Cheung Chau [????- ]

Submitted by philk on Tue, 11/18/2008 - 19:40
Current condition
Unknown

Photos that show this Place

Comments

Can anyone tell me about Cheung Chow during the 1920's? My Grandparents lived in Canton at this time, my Grandfather working for Dodwell Co Ltd. I have some extrodinary photos of ex-patriots apparently camping in tent-like shelters made of straw. I recognise my Grandmother, and Mother in some of the pictures. The page has been labeled Cheung Chow, and some other people identified with names I recognise from my Grandparents talking about their friends. My Grandparents though not missionaries will have been part of any Methodist comunity while in China. The general look of the terrain on which the shelters stood looks similar to the picture you have of Cheung Chou in the 1930's

The notes of the Annual Meeting of the Cheung Chow Residents' Association which is available in the daily newspapers on the Hong Kong Public Library website provides information about expatriate life on Cheung Chau (Cheung Chow) in the 1920s: Advanced Search page

Prior to 1923, the Association was called the Cheung Chow Summer Resort Association.
▬▬▬▬▬▬
__Written exercise a__.
In the records below, find and copy every line that contains the word "crown". Case counts.

__Available data__.
▬▬▬▬▬▬
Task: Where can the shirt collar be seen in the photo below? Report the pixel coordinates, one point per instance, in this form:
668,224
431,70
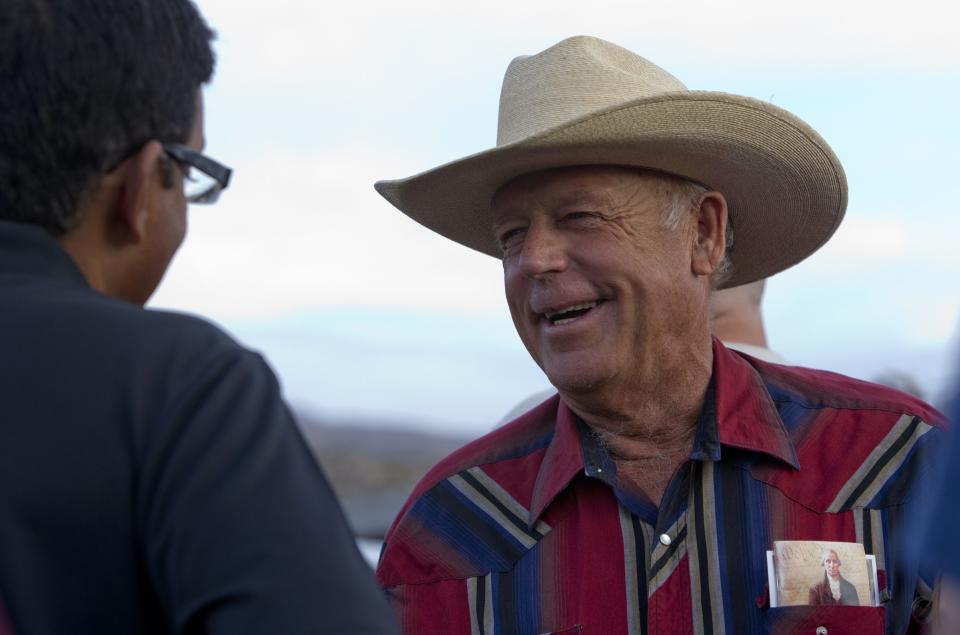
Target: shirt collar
738,412
29,250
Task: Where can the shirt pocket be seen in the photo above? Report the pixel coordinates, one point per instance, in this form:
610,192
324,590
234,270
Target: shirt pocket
825,620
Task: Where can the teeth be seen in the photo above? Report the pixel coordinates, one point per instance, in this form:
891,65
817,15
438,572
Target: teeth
575,307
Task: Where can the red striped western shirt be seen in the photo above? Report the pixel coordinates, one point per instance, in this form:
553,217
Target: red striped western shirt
529,529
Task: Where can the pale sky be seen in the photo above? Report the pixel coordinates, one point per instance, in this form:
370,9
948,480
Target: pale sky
364,312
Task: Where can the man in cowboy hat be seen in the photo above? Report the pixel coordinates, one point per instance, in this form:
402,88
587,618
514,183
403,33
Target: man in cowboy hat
644,496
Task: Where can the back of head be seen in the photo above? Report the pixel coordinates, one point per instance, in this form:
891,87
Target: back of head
83,84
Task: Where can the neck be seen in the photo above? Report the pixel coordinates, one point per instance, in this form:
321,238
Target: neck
648,426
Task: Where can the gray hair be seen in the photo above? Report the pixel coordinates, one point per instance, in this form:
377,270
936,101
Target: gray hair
682,196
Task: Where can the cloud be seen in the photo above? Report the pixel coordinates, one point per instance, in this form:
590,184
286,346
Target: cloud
297,40
302,230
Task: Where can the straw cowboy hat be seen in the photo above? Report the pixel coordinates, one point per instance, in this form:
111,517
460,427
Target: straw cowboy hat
586,101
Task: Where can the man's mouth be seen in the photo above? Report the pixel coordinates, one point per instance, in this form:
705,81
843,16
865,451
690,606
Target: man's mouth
570,313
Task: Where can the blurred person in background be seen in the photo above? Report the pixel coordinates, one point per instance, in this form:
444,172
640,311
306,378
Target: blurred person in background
643,498
736,318
938,526
152,479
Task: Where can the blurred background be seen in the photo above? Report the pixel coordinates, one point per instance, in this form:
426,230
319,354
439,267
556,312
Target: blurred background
394,345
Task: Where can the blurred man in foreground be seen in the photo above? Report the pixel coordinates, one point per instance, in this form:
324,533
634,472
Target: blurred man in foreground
151,478
643,498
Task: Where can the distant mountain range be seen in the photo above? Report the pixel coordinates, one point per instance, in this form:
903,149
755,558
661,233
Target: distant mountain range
373,467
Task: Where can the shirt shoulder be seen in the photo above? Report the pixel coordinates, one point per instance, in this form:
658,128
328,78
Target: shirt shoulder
469,515
859,445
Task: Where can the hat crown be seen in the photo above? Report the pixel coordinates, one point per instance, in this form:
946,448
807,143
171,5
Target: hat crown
570,80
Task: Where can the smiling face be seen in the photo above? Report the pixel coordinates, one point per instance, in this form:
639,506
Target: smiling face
597,285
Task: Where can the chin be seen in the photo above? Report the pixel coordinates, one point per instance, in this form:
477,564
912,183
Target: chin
574,378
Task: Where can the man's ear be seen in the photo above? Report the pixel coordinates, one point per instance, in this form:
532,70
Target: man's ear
138,177
711,234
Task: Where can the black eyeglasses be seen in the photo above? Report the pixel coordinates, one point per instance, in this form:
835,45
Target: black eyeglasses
206,180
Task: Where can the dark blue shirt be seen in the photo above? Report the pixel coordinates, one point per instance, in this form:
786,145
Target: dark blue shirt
151,478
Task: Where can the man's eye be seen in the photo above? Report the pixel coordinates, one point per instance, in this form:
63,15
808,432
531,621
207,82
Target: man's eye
510,237
578,216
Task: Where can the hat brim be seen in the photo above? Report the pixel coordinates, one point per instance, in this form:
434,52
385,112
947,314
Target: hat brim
785,189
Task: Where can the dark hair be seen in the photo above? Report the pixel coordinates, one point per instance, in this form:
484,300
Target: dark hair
85,83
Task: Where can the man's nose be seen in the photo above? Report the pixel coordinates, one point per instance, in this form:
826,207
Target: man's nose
544,249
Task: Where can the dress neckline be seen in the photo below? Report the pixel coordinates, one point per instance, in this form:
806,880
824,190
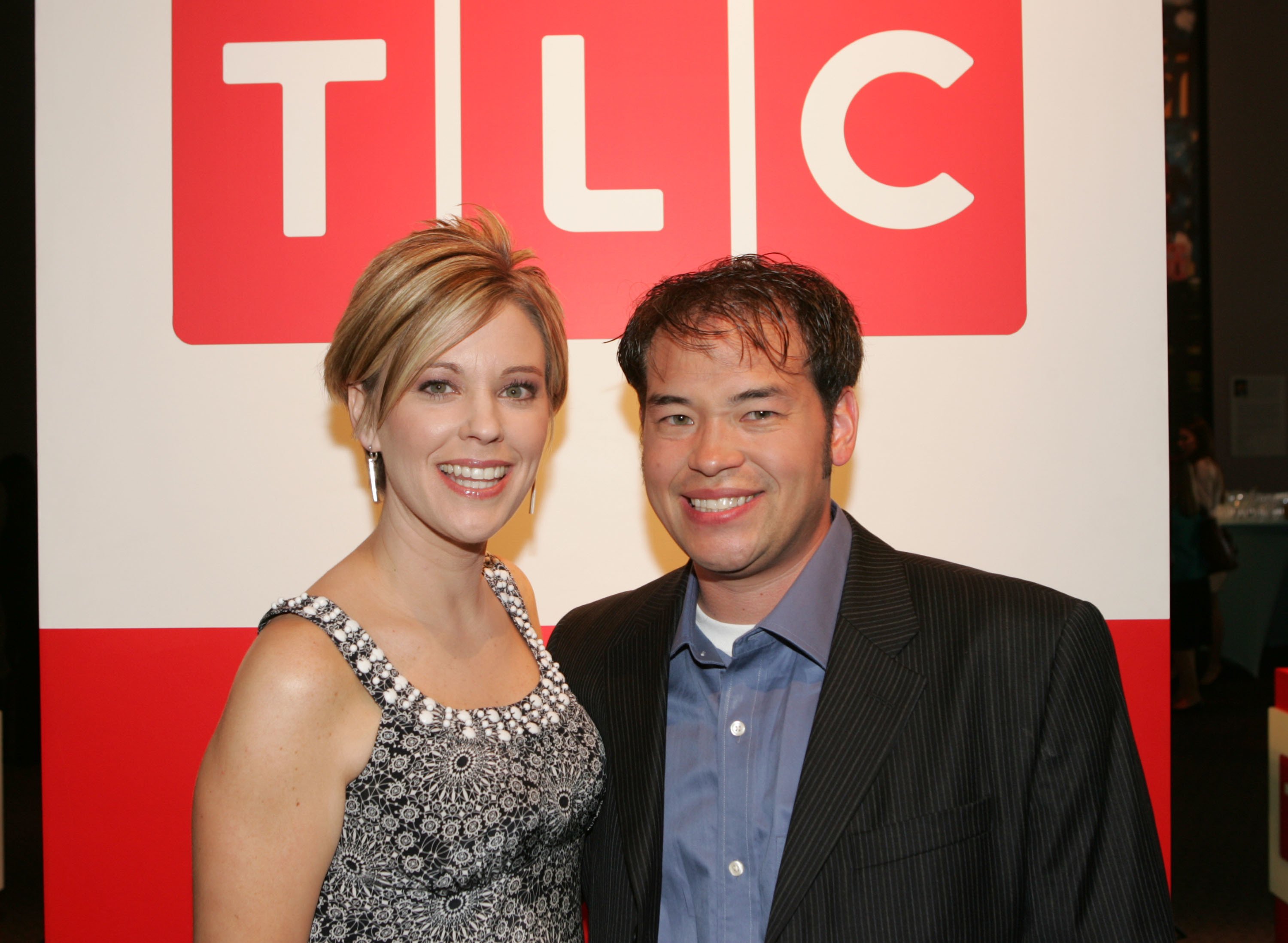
▬▬▬▬▬▬
__Written exercise b__.
Continue the Cheung Chau page above, starting after its last sentence.

__Expected output a__.
Task: Where can the hat crown be seen in the photo above? Report the pixel coordinates, one point per instance, in this form:
Target: hat crown

__Expected output b__.
An excerpt from the Hong Kong Daily Press dated 7 August 1926

1926 Cheung Chau (Excerpt from Hong Kong Daily Press)

This would be interesting to see:

At 12:33 on video: Intertitle 'Cheung Chau (Dumbell Island) typical scenes. Locals working in fields with oxen and ploughs. Locals washing in stream. Intertitle 'Mission houses, havens of rest'. Mission house on hill overlooking sea. Intertitle 'Early morning scenes at Cheung Chau harbour'. Various boats at port, locals in boats, buildings in bgd. Chinese junks. Intertitle 'Farewell to China'. Boats sail out to sea. Steam ship travels across sea. 'The End'.

http://www.filmarchive.org.nz/the-catalogue/media/personal-record-gilbert-hg-with-the-new-zealand-presbyterian-mission-in-south-china-part-1-and-part-2-f30420

Thanks David,

I was happy to be able to recognise all the places in the last part of this film about Cheung Chow.

The farming cow or buffalo in the field and the water pond with villagers around was by the Kwun Yim Wan. The Hill far away was of the North landscape of the 'Dumbell' island.

The two European houses were the same as we saw during my early childhood days of the early 1950s. The hill had more trees near the house sites. One of them was known as 'Kay Yuen Bi Shu'. The words Bi Shu mean a resort residence. I'm not quite sure of the words Kay Yuen since I never see the name plate, not knowing the exact words in display. In my own idea, it sounds like to mean as Wonderful Garden.

The Harbour viewing was just the same we got during the early 1950s. Not much different,  there it was a bay with  lots of fishermen junks and sampans.

Thanks again,

A glimpse of the CC's past ....My childhood Paradise......so nice!!

The feeling is so personal.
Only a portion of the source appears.